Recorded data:

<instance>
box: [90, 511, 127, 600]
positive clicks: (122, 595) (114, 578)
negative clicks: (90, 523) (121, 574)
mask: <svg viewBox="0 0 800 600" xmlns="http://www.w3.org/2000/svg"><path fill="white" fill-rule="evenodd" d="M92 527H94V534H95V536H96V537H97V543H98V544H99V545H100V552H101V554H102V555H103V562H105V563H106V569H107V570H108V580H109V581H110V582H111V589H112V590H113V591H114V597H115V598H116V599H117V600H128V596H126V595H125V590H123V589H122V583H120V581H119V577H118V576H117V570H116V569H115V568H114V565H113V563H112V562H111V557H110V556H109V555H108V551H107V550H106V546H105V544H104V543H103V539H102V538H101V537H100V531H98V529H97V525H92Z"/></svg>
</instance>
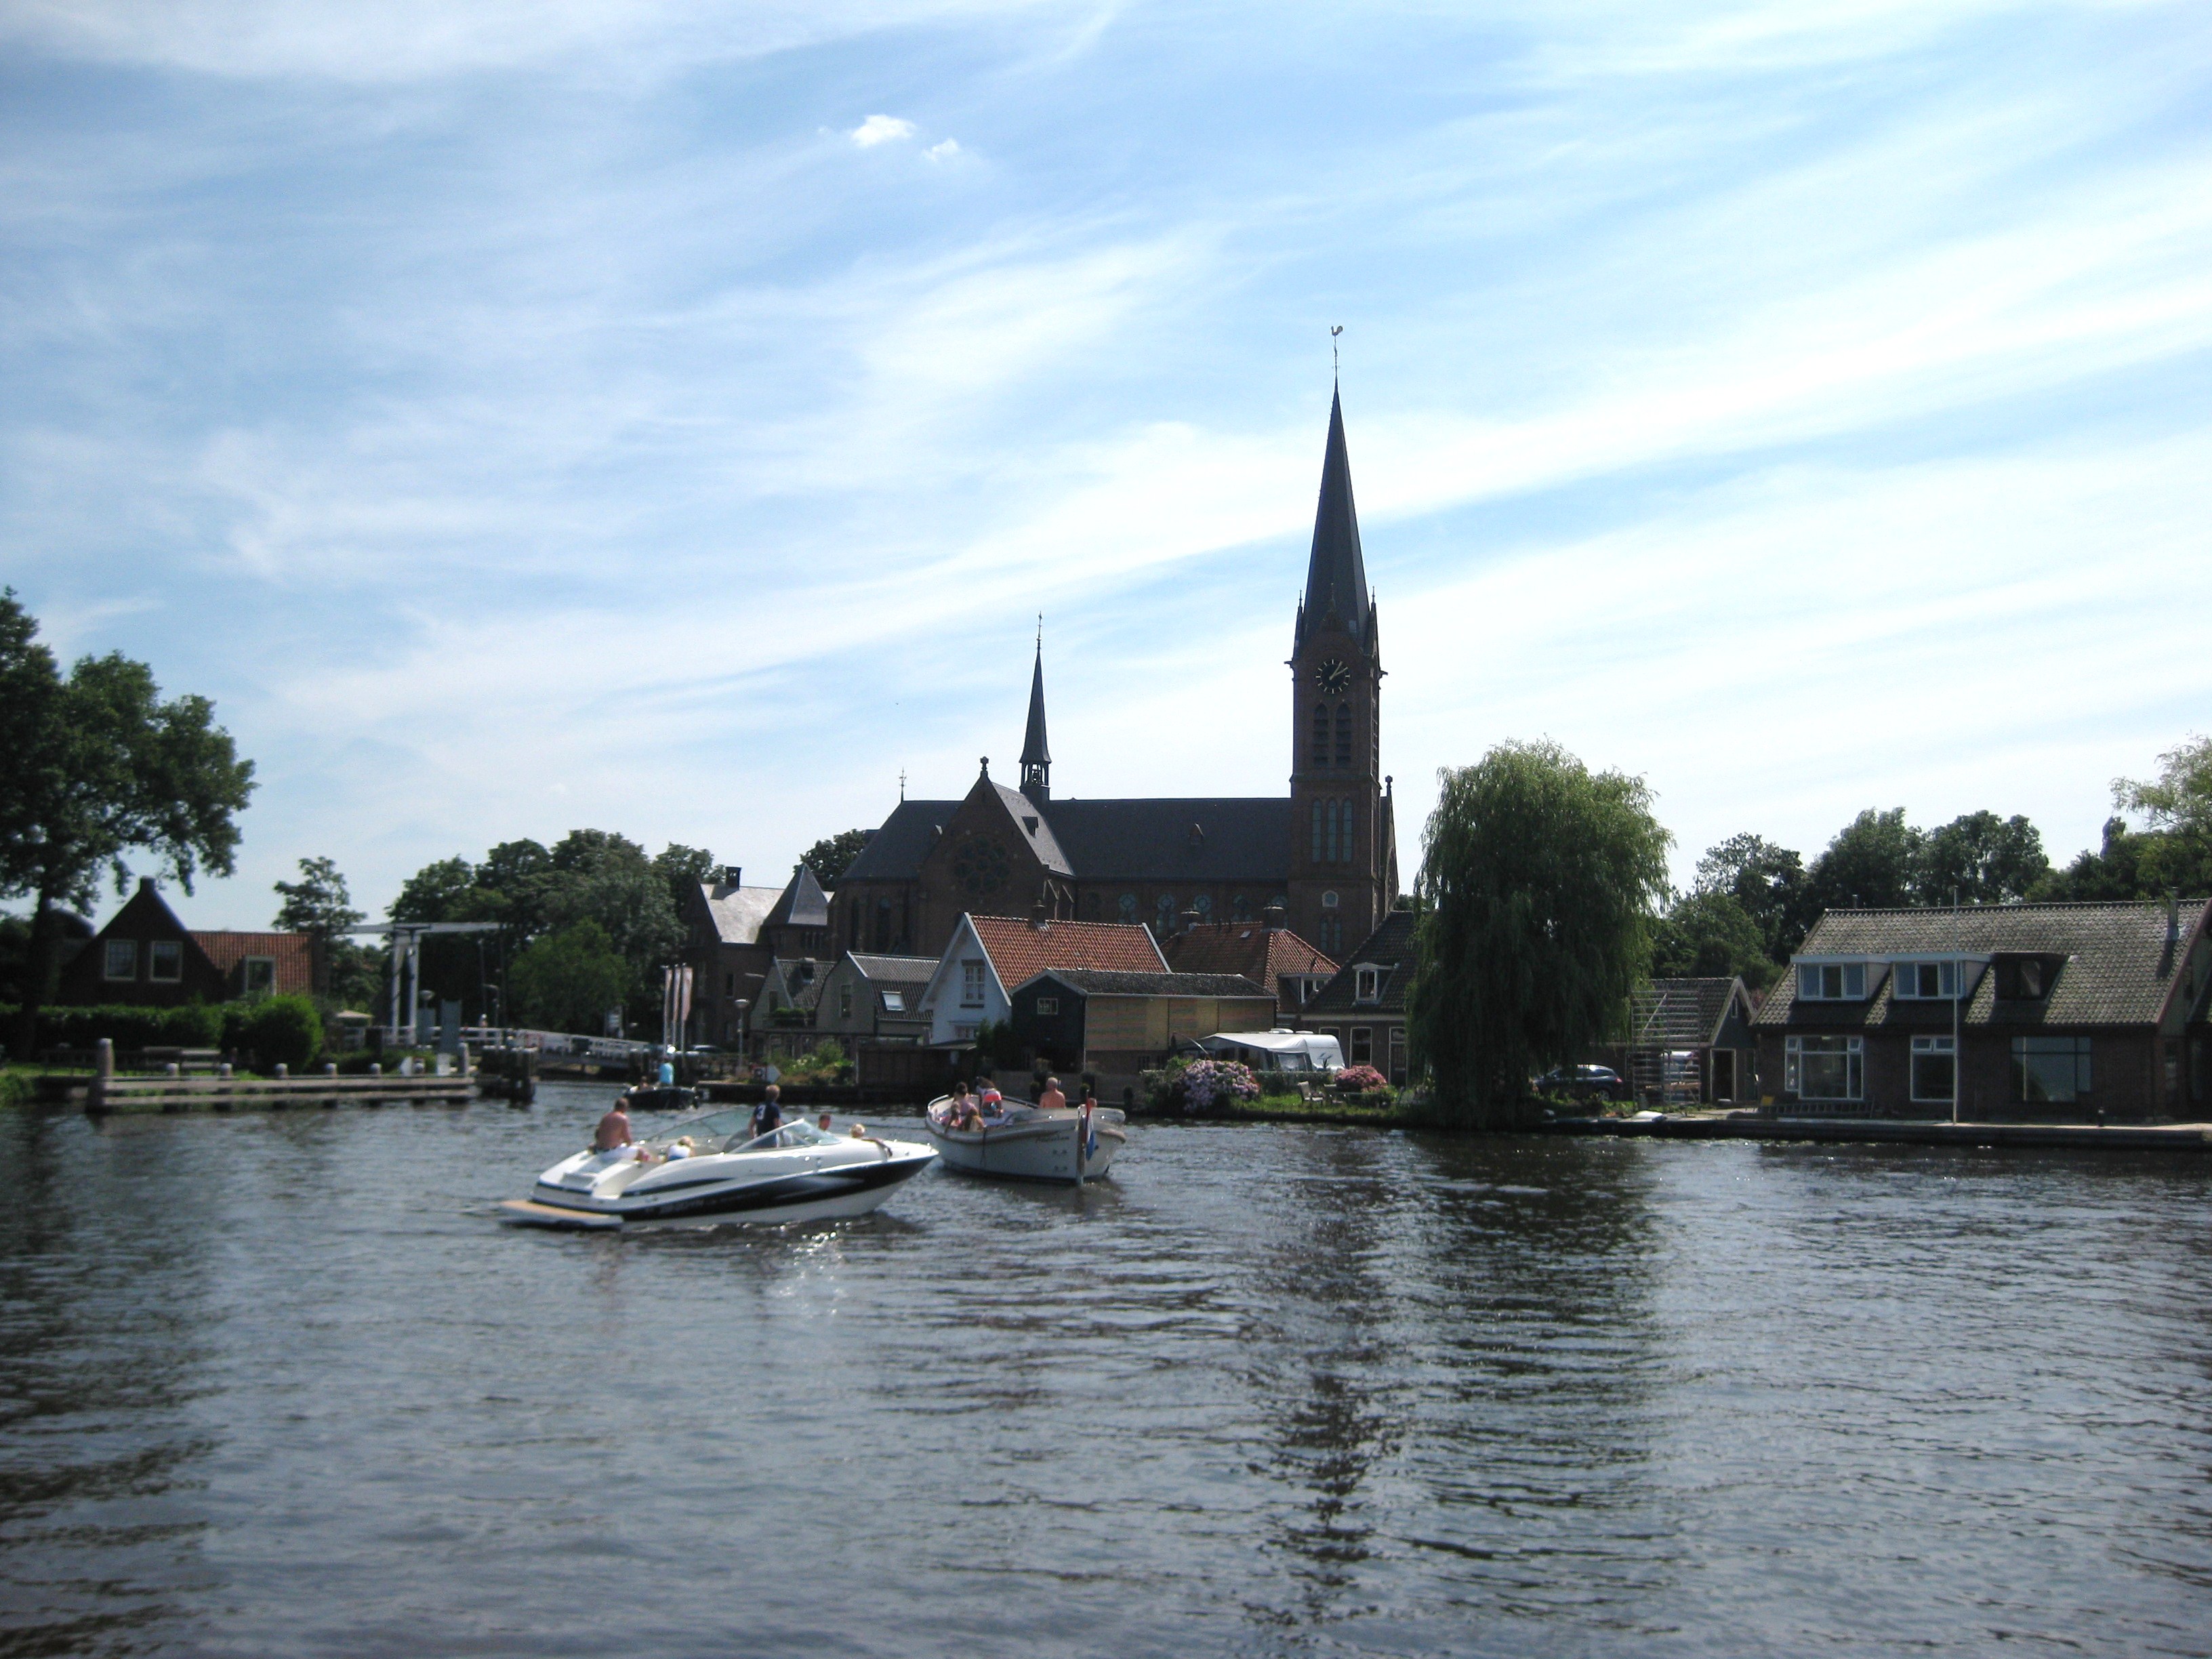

TASK>
Return every line above verbatim, pictures excluded.

SOLVED PROBLEM>
<instance>
box: [90, 511, 127, 600]
positive clicks: (122, 595) (114, 578)
negative clicks: (90, 523) (121, 574)
mask: <svg viewBox="0 0 800 600" xmlns="http://www.w3.org/2000/svg"><path fill="white" fill-rule="evenodd" d="M92 527H94V534H95V536H96V537H97V543H98V544H99V545H100V552H101V554H102V555H103V562H105V563H106V569H107V570H108V580H109V581H110V582H111V589H112V590H113V591H114V597H115V598H116V599H117V600H128V596H126V595H125V590H123V589H122V583H120V581H119V577H118V576H117V570H116V569H115V568H114V565H113V563H112V562H111V557H110V556H109V555H108V551H107V550H106V546H105V544H104V543H103V539H102V538H101V537H100V531H98V529H97V525H92Z"/></svg>
</instance>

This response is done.